• Dataset items

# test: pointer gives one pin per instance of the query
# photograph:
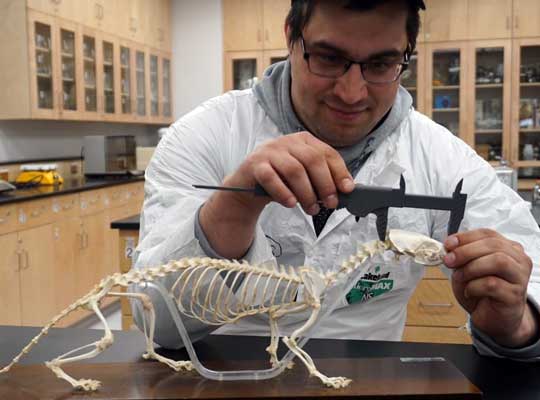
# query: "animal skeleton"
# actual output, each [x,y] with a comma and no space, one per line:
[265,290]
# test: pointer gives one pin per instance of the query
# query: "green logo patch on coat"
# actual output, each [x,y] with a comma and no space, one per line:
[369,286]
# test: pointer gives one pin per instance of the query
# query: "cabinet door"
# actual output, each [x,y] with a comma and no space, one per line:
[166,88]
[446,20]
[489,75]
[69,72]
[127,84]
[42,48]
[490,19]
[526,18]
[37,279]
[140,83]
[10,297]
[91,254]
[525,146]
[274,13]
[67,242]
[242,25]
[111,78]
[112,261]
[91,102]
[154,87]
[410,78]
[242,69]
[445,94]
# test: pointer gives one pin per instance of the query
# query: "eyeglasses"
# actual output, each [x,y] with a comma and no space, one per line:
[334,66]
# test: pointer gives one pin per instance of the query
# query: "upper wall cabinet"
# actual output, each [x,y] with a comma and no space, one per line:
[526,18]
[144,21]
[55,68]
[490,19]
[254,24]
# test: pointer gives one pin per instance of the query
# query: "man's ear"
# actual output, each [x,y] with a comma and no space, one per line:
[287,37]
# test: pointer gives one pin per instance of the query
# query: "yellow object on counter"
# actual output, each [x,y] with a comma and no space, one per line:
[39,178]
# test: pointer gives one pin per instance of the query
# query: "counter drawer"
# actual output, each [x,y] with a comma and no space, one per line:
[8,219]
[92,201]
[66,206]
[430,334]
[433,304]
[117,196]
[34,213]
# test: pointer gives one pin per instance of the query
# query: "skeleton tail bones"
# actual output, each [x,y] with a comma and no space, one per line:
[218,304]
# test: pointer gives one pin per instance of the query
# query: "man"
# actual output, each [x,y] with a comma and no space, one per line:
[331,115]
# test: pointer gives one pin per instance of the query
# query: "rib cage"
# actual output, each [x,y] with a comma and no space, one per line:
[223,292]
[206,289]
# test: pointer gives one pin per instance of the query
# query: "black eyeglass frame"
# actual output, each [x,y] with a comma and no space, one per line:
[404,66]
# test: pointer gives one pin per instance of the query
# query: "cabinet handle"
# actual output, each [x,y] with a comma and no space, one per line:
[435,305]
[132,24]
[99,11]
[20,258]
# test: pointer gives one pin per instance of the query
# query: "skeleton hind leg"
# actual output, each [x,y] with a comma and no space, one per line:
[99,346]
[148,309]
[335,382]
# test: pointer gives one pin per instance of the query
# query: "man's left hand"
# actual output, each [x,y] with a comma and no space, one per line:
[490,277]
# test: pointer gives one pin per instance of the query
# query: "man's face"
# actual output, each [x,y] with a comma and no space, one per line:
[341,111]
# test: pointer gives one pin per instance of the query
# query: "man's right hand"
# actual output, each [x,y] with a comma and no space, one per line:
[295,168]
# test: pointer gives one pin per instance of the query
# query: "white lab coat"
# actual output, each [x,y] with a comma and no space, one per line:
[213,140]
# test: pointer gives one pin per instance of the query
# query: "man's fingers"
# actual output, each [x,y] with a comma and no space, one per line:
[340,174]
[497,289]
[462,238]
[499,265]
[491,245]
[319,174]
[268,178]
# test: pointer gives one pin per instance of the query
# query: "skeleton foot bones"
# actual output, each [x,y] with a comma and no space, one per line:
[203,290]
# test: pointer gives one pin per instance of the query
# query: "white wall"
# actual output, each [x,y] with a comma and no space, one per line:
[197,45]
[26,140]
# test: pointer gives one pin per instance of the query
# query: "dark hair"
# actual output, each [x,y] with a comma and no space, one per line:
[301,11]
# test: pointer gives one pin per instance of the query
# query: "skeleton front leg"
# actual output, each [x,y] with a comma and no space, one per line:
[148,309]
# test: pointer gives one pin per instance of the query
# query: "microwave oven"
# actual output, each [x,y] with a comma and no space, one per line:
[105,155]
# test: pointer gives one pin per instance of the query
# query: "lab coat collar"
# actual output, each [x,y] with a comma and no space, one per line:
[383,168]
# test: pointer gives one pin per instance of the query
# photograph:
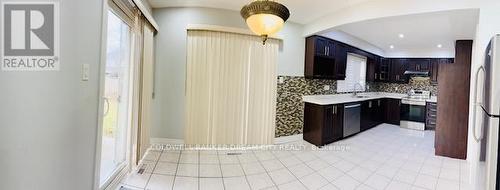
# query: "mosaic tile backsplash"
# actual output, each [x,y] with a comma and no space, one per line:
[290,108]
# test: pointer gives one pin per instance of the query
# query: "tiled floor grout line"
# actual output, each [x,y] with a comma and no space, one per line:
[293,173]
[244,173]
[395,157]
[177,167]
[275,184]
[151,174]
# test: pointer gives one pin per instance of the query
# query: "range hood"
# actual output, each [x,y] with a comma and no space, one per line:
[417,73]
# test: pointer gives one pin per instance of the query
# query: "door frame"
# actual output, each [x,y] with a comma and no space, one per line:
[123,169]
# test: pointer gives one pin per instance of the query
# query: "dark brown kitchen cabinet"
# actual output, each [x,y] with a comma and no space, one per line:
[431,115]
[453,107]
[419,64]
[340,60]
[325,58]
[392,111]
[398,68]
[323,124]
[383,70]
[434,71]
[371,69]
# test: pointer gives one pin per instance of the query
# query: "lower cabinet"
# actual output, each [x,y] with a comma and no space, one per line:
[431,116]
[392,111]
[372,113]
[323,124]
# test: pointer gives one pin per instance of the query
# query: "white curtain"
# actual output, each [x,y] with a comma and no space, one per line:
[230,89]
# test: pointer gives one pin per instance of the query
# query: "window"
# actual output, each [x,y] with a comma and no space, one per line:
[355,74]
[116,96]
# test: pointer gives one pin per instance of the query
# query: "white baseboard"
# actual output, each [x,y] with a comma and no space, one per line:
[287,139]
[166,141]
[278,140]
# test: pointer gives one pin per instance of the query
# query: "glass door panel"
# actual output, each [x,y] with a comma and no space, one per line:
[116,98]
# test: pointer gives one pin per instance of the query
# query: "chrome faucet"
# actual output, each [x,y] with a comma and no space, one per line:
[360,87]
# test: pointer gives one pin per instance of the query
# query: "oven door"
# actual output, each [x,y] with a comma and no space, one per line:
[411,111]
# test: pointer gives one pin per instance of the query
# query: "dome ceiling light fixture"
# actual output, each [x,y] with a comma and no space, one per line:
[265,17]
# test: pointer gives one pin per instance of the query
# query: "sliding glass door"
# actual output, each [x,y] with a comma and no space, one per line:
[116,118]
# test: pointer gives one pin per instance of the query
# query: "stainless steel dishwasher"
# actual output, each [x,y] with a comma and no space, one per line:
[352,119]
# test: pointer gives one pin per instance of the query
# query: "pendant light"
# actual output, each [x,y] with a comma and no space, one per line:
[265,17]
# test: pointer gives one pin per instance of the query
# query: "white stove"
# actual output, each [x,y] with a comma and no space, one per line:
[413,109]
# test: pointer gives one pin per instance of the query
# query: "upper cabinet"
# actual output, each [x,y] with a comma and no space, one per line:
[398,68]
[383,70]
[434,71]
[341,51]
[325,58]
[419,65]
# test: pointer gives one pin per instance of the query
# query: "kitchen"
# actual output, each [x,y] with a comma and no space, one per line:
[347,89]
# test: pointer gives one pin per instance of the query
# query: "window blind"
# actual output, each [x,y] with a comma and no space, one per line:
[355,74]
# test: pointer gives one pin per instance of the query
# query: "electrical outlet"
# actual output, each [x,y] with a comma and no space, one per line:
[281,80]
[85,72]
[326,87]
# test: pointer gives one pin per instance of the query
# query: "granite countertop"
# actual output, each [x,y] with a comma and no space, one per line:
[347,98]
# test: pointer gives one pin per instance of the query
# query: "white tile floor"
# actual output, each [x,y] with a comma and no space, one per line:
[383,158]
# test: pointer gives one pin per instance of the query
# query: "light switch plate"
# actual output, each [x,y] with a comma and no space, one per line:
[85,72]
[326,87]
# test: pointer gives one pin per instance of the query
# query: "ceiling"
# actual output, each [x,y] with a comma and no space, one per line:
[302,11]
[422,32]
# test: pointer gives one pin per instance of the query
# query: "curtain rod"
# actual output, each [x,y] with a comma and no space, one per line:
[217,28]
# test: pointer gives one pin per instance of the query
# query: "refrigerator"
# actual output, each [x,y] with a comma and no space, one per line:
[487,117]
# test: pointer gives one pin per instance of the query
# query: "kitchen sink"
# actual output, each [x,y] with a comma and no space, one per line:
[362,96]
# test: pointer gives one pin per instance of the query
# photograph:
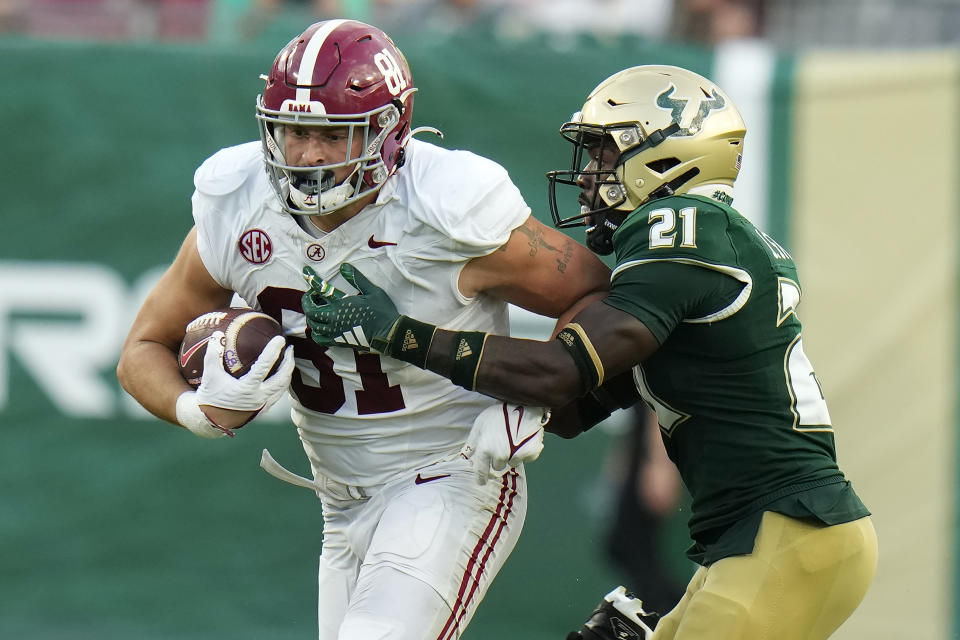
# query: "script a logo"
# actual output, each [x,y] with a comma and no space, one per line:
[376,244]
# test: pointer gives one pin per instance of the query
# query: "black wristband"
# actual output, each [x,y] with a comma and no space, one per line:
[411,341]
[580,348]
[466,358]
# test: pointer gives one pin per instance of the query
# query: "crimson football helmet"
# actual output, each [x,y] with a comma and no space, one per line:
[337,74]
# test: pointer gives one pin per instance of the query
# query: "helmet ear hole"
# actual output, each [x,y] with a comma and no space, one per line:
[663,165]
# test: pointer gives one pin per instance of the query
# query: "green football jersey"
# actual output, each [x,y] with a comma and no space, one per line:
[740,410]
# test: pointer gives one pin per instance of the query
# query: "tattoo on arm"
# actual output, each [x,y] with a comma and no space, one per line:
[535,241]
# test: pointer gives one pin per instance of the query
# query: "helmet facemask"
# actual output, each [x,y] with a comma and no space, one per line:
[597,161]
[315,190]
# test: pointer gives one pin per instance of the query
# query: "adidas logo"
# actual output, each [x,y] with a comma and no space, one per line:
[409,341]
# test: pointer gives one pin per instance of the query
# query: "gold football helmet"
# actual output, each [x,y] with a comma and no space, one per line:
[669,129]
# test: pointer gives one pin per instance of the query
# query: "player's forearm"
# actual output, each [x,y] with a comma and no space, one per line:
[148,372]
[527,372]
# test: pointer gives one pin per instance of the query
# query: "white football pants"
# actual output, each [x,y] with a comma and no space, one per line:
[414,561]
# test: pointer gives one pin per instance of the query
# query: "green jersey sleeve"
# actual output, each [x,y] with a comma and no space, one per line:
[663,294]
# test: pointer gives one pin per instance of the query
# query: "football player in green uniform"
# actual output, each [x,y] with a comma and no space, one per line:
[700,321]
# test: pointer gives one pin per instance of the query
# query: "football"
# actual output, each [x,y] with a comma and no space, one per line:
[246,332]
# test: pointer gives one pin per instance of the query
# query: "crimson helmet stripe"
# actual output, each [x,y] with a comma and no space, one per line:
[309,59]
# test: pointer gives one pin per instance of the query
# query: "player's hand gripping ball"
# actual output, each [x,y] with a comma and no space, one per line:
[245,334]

--

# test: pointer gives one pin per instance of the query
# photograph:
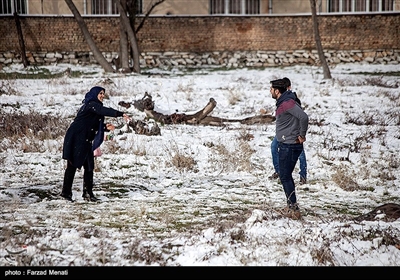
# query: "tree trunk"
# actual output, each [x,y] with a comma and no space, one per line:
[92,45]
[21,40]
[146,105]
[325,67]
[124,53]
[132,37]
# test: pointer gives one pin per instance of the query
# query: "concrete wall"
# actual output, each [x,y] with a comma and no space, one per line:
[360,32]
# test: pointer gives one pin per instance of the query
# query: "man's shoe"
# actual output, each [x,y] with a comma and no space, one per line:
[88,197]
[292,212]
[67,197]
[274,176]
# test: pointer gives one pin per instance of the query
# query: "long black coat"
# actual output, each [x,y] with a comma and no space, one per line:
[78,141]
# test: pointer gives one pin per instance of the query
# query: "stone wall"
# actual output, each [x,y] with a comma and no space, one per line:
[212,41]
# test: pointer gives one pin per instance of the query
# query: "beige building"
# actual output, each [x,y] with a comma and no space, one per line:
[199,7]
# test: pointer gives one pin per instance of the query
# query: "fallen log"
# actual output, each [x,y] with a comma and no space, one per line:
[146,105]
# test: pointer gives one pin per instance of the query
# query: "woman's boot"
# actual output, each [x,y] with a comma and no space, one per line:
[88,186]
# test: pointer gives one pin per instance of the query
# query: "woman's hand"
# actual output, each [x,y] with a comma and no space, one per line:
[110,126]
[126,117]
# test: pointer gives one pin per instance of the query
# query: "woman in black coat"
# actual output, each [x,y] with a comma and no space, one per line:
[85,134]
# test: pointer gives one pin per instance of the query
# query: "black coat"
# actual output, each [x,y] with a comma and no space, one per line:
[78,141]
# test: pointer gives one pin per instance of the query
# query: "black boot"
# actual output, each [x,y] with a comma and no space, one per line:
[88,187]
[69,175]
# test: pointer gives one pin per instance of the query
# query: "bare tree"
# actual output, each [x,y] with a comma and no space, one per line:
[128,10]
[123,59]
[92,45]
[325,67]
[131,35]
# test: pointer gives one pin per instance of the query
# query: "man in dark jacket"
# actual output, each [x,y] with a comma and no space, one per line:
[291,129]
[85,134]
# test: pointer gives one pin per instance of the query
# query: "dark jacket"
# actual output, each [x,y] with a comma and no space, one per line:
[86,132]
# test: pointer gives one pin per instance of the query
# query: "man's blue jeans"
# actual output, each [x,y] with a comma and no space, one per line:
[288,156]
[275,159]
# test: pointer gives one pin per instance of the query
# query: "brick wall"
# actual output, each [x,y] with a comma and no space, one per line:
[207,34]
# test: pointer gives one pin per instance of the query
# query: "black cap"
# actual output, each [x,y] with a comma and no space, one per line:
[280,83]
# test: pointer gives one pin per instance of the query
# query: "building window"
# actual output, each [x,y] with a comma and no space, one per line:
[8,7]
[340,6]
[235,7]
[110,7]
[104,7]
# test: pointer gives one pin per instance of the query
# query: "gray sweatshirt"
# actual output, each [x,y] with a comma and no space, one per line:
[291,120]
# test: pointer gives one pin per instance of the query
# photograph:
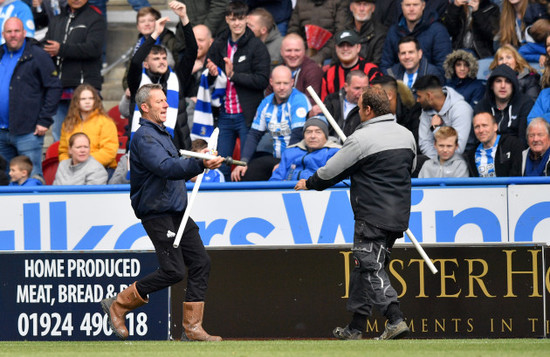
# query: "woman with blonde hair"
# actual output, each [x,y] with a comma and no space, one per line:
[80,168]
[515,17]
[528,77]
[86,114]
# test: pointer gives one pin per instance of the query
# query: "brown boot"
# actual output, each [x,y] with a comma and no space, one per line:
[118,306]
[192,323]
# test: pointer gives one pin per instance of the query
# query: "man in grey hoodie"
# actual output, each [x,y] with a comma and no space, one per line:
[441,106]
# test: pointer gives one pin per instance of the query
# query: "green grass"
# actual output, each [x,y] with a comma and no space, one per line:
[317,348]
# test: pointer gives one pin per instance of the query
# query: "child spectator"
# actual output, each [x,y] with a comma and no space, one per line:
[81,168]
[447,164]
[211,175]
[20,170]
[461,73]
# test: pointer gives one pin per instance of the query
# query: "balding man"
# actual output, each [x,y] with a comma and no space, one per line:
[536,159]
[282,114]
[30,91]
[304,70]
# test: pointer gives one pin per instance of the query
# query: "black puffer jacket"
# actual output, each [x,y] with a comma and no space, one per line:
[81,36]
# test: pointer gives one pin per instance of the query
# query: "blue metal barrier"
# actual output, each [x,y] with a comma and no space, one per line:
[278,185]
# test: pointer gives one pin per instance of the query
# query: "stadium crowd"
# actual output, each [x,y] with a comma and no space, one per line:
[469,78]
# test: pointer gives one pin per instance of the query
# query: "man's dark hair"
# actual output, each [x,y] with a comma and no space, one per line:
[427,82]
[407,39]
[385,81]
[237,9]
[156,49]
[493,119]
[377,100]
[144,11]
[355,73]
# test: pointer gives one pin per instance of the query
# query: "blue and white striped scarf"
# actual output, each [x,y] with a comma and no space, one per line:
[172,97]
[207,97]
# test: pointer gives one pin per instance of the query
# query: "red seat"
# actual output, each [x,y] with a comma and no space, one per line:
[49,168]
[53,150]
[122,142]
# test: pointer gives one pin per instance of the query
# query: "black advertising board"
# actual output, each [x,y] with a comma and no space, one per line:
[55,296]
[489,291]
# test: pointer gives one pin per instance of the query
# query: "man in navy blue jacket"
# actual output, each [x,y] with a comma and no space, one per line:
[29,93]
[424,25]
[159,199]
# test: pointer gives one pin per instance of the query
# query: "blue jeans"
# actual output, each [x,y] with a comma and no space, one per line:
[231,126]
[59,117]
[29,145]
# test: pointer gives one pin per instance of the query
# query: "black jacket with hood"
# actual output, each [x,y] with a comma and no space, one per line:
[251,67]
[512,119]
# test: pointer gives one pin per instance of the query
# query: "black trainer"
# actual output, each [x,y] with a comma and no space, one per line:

• Your objective
When a line of the records above contains the string "skeleton", count it once; then give the total and nothing else.

• Task solution
5